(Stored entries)
☆ ☆ ☆

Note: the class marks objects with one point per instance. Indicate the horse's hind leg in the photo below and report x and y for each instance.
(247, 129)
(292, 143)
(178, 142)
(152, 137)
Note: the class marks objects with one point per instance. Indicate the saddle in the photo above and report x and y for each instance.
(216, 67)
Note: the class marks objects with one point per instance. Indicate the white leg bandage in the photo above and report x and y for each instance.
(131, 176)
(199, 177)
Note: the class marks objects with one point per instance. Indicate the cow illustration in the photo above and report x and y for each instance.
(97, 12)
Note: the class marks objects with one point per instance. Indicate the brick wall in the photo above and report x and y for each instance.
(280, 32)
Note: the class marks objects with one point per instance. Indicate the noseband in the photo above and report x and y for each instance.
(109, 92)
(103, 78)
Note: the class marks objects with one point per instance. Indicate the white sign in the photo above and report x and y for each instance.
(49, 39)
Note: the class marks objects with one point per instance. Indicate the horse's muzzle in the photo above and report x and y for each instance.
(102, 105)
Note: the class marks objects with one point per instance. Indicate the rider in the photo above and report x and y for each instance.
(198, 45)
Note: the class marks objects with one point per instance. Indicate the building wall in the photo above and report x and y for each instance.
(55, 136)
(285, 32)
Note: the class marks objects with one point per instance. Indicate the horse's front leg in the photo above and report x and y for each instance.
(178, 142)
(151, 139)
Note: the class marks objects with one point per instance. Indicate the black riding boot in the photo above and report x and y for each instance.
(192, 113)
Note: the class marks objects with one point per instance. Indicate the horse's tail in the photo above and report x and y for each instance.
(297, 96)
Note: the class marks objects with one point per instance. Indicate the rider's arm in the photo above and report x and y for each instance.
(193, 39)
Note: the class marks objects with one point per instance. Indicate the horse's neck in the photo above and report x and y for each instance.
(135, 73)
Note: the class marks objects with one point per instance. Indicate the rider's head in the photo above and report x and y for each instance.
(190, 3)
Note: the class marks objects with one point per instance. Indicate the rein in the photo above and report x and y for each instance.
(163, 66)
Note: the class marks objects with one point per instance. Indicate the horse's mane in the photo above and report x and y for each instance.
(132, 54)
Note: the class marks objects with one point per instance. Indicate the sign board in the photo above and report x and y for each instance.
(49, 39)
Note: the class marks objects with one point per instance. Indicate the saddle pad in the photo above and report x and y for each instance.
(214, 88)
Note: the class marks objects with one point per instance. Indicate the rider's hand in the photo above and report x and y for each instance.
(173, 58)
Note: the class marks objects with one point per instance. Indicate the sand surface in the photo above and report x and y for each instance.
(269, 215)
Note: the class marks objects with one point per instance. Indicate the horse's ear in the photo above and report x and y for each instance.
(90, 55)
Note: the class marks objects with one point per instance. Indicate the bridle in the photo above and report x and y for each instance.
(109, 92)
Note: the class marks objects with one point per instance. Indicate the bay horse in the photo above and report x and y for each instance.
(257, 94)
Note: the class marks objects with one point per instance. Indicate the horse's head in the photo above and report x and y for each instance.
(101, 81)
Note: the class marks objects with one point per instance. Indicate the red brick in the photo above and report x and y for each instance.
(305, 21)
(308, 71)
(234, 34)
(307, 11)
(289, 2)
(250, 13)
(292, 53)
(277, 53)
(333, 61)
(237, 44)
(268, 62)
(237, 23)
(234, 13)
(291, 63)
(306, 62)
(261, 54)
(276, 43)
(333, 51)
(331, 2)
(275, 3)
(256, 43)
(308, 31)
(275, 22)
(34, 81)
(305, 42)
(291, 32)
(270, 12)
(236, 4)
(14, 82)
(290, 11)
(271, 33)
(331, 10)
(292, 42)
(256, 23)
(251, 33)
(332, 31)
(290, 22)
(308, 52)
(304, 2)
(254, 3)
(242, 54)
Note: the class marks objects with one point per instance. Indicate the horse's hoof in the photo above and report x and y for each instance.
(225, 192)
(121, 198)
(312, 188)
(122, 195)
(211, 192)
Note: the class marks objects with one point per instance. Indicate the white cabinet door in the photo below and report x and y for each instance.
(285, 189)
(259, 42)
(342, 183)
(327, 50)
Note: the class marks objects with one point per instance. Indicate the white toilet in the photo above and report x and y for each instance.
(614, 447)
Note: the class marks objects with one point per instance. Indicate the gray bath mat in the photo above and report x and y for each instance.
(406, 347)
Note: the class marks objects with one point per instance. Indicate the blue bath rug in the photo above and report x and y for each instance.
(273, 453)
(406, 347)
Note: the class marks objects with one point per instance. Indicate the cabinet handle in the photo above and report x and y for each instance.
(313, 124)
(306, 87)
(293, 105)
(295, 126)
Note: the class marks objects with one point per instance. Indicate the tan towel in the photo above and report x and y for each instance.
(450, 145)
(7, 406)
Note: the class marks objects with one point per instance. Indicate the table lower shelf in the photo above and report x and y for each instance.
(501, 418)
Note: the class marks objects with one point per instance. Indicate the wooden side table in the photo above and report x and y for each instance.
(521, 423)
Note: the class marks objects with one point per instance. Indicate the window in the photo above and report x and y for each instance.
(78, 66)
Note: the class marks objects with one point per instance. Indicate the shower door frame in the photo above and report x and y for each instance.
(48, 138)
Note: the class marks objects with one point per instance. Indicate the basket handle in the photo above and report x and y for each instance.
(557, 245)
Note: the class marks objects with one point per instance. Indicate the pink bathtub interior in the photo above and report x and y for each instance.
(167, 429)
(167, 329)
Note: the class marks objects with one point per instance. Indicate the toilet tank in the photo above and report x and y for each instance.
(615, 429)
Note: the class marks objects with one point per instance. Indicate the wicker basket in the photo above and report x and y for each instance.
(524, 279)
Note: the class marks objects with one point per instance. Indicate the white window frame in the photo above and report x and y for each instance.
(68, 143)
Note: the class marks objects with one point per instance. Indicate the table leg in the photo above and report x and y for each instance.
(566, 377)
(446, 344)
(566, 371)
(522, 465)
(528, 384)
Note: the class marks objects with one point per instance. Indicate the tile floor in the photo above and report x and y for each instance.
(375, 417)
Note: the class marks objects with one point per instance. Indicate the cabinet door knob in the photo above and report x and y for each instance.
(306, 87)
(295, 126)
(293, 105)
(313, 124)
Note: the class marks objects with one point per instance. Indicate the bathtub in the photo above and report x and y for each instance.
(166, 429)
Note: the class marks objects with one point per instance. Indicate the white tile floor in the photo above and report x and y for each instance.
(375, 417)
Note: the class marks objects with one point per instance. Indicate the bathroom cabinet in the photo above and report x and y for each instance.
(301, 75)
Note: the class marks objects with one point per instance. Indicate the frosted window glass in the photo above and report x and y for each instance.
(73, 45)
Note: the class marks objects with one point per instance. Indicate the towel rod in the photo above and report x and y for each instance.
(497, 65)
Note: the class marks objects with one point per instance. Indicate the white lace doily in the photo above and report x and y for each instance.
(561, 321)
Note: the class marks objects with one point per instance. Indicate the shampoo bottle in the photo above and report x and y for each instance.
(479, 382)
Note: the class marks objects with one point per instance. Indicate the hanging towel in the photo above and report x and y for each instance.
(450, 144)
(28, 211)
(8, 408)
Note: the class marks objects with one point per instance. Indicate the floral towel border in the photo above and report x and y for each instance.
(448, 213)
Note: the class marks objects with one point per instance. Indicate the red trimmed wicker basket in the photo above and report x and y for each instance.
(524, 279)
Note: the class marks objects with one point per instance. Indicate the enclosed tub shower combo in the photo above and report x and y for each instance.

☆ ☆ ☆

→ What you are asked to do: Transcribe each entry exactly.

→ Response:
Note: the class marks objects with one point per instance. Indicate the horse's hind leg in the photo below and report x and y for each instance.
(247, 129)
(292, 143)
(178, 142)
(152, 137)
Note: the class marks objects with one point per instance. Indicate the saddle in the photo above and report x and y for each instance.
(216, 67)
Note: the class marks objects with one point per instance. Indicate the white leg bandage in the photo above and report x and y for each instance.
(131, 176)
(199, 177)
Note: the class marks objects with one point per instance. Indicate the cow illustration in the photo above and report x and y for each instance.
(97, 12)
Note: the class marks objects with one point per instance. Indicate the brick wall in the photo above and report x and y for each instance.
(280, 32)
Note: the class marks objects with one point per instance. Indicate the noseband in the photo above and report x and y for each instance.
(109, 92)
(103, 78)
Note: the class marks objects with one point per instance. Indicate the white sign in the photo above and report x and y for each instance.
(49, 39)
Note: the class marks objects with one point per instance. Indicate the horse's muzzle in the photo above and report x and y for each instance.
(102, 105)
Note: the class marks objects with one point per instance. Indicate the rider in the photo above and report x and y for each instance.
(198, 45)
Note: the class marks objects with one point per instance. Indicate the building wall in the photo above and report x and y for each instance.
(55, 136)
(285, 32)
Note: the class marks objects with one point per instance. Indicate the horse's front leg in the photo above and report x and y for each instance.
(178, 142)
(151, 139)
Note: the class marks objects with one point per instance. Indicate the black riding boot in the photo above and report x and y for each instance.
(192, 113)
Note: the class marks objects with one point per instance. Indicate the horse's tail in the photo above and report x and y for each instance.
(297, 96)
Note: the class marks objects with one point per instance. Indicate the rider's arm in the photo above and report x and y for each instance.
(193, 39)
Note: the class marks objects with one point per instance. Indicate the horse's neck in the photo above and report x and y for each instance.
(135, 73)
Note: the class marks objects with one point per instance. Indicate the rider's head in the photo above and report x and y for each instance.
(190, 3)
Note: the class marks objects with one point per instance. Indicate the rein in the photo above and report x and y for each instance.
(163, 66)
Note: the class marks objects with one point per instance. Indicate the horse's mane in the photo above and report x and y for each instance.
(132, 54)
Note: the class marks objects with one point per instance. Indicate the sign board in the photo above and report x and y for each instance.
(49, 39)
Note: the class marks objects with one point per instance. Indicate the saddle pad in the photo above and report x and y for each instance.
(214, 88)
Note: the class marks objects with one point per instance. Indicate the rider's hand in the photo above and report x and y for each instance.
(173, 58)
Note: the class marks objects with one point per instance. Indicate the sand surface in the photo above and report x and y for each instance.
(269, 215)
Note: the class marks objects with one point per instance. Indicate the horse's ear in the photo above and report x and y for each instance.
(90, 55)
Note: the class marks objects with one point per instance. Indicate the bridle in the photo above and report x and y for each instance.
(109, 92)
Note: the class marks objects with one point per instance. Indicate the bay horse in the photo above and report x and y for each instance.
(257, 94)
Note: the class marks objects with one point per instance. Indicate the horse's head in the photo above and report x and y for each instance.
(101, 81)
Note: the class marks objects with one point per instance. Indicate the red brick in the photo above and report x and y for each instance.
(305, 21)
(308, 71)
(234, 34)
(307, 11)
(289, 2)
(250, 13)
(292, 53)
(277, 53)
(333, 61)
(237, 44)
(268, 62)
(237, 23)
(234, 13)
(291, 63)
(306, 62)
(261, 54)
(276, 43)
(333, 51)
(331, 2)
(275, 3)
(256, 43)
(308, 31)
(275, 22)
(34, 81)
(305, 42)
(291, 32)
(270, 12)
(236, 4)
(14, 82)
(290, 11)
(271, 33)
(331, 10)
(292, 42)
(256, 23)
(251, 33)
(332, 31)
(290, 22)
(308, 52)
(304, 2)
(254, 3)
(242, 54)
Note: the class marks objects with one point per instance. Indicate the horse's hoof in the photo above and report x and y for each instance.
(225, 192)
(121, 198)
(312, 188)
(122, 195)
(211, 192)
Note: the class marks objects with one point per instance. Indicate the white cabinet door in the photo below and report x and y for each instance.
(285, 189)
(259, 42)
(342, 183)
(327, 50)
Note: the class marks objects with one point per instance. Indicate the white toilet in the photo above and report x and y for each instance.
(614, 447)
Note: the class marks objects with one point per instance. Indicate the gray bath mat in the photo above and report x and y for each instance.
(406, 347)
Note: the class marks objects with one point per instance. Indicate the blue bath rug in the photo above and report x and y for each instance.
(273, 453)
(406, 347)
Note: the class marks objects with one point per instance. Indicate the cabinet handle in the photo above and report x and y for each instance.
(313, 124)
(306, 87)
(293, 105)
(295, 126)
Note: the class marks objects with one point per instance. Indicate the tan towel in the photo above and report x and y for each instance.
(450, 145)
(7, 406)
Note: the class marks objects with one point per instance. Indicate the table lower shelf in the photo above and report x and y for each instance.
(501, 418)
Note: the class marks objects with one point per instance. Indicate the wooden side table in the photo above and report x and y for each instance.
(521, 423)
Note: the class marks objects with one point per instance. Indicate the window in the photo above and report x and y for each instance.
(78, 66)
Note: the class marks objects with one point per instance. Indicate the shower door frame in the photo above and report x and y for each instance.
(48, 138)
Note: the class marks objects with one point per instance. Indicate the basket handle in the photo above and report x and y for each instance.
(557, 245)
Note: the class marks objects with one point per instance. Indicate the pink bathtub interior in the photo above and report x and y for each instance.
(167, 429)
(167, 329)
Note: the class marks objects with one point per instance. Indicate the toilet tank in the photo above and report x and y for each instance.
(615, 429)
Note: the class marks objects with one point per instance. Indicate the wicker basket in the photo above and report x and y for each instance.
(524, 279)
Note: the class marks objects with one point per instance. Indicate the white window frame in the photo above and report x and y for each instance.
(68, 143)
Note: the class marks objects with one point per instance. Indicate the table leg in the photo above and report x and y for each instance.
(566, 377)
(446, 344)
(566, 371)
(522, 465)
(528, 384)
Note: the class marks objects with one point per instance. Indicate the tile floor in the photo above and report x and y for each instance.
(375, 417)
Note: the class marks objects with one point per instance. Indicate the cabinet door knob in the photo above and report x and y for each instance.
(306, 87)
(295, 126)
(293, 105)
(313, 124)
Note: the class marks objects with one point per instance. Indicate the bathtub in the photo above and report x and y for each instance.
(166, 429)
Note: the class marks objects with one point per instance. Indicate the white tile floor in the photo above and report x and y for each instance.
(375, 417)
Note: the class marks objects with one point per instance. Indicate the bathroom cabinet in the photo above and report x and y for each instance.
(301, 75)
Note: the class marks objects with one point per instance. Indicate the frosted window glass in the photo above and report x and y for each instance.
(73, 45)
Note: the class marks objects with one point per instance. Indicate the towel rod in the photo above and report x and y for each instance.
(497, 65)
Note: the class marks objects with one point per instance. Indicate the white lace doily in the photo above and report x and y for each instance.
(561, 321)
Note: the class marks objects with one point per instance. Indicate the shampoo bottle in the photo above and report x and y for each instance.
(479, 382)
Note: the class marks objects with one point per instance. Indicate the hanging towel in the photo above and report x and y for each instance.
(450, 144)
(28, 211)
(8, 408)
Note: the class marks objects with one point per instance. Indicate the floral towel border in the photo above and report x and y for each instance.
(448, 213)
Note: the class marks objects with one point per instance. Indicate the red trimmed wicker basket in the photo above and report x and y for each instance.
(524, 279)
Note: the class marks objects with one point per instance. Indicate the enclosed tub shower combo in the photo above and report x and y for each instance.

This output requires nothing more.